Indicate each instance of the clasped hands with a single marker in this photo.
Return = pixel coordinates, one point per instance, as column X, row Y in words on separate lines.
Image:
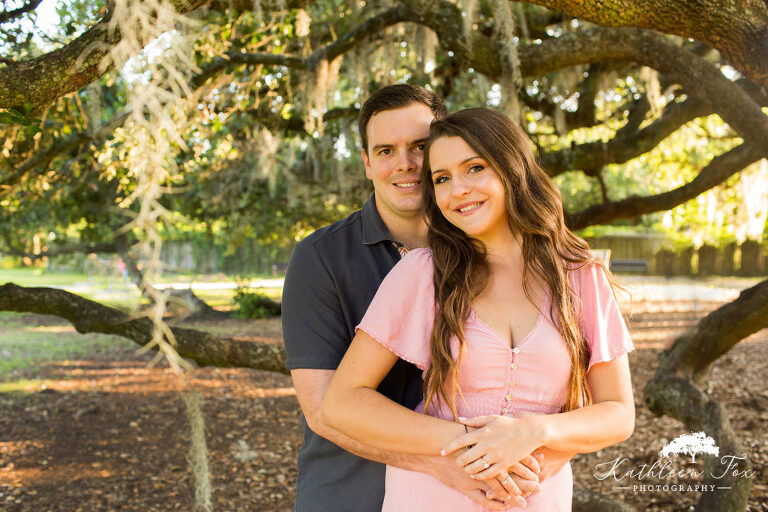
column 495, row 449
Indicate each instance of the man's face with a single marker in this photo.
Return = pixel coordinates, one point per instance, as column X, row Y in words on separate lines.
column 396, row 140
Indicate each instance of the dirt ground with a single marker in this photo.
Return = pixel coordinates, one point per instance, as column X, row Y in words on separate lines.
column 108, row 433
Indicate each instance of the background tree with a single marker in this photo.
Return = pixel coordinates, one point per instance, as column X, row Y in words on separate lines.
column 238, row 117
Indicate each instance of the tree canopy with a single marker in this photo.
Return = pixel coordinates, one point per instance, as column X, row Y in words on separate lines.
column 265, row 144
column 131, row 122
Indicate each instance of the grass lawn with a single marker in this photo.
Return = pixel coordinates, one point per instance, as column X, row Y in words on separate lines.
column 25, row 344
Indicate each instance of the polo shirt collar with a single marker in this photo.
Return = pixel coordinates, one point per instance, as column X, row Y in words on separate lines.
column 374, row 229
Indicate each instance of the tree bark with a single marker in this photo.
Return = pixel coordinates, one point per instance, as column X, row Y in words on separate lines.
column 738, row 30
column 674, row 392
column 89, row 316
column 716, row 172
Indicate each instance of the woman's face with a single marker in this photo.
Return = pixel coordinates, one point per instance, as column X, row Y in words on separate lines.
column 468, row 192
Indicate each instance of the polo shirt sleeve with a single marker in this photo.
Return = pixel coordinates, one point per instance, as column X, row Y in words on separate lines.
column 314, row 330
column 600, row 319
column 402, row 313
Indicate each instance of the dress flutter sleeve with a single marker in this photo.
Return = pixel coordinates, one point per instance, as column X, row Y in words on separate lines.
column 600, row 317
column 402, row 312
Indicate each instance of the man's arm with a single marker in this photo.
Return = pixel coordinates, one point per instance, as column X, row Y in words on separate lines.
column 311, row 386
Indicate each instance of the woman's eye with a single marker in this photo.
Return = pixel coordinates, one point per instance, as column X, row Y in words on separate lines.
column 476, row 168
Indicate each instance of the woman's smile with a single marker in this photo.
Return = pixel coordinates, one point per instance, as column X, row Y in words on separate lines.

-----

__Stated problem__.
Reproduce verbatim the stretch of the records from the line containing "Indicate each instance of the polo shirt sleeve" through the end of the records, both ends included.

__Reply to the task__.
Indicate each instance of the polo shirt sleeve with a single marker in this photo.
Return = pixel coordinates, one point per instance, as column X, row Y in words on separate lines.
column 314, row 330
column 600, row 319
column 402, row 313
Indicate each instance of the dress flutter sleeve with a single marker in this photo.
Return = pixel coordinates, one point per instance, as column X, row Y in words on separate lines.
column 600, row 317
column 402, row 312
Indicate each instance of the man's arm with a single marker in this photo.
Return = pixel coordinates, one point per instance, as column X, row Y in words on separate lines.
column 311, row 386
Indicate each instance of the woman's eye with a single marker in this photo.
Return = pixel coordinates, one point per instance, as column X, row Y in words on separate lines.
column 476, row 168
Indicate each instance of the woman's smile with a single marker in this photo.
Return = pixel coordinates, one point per instance, as column X, row Y in words on separate lines.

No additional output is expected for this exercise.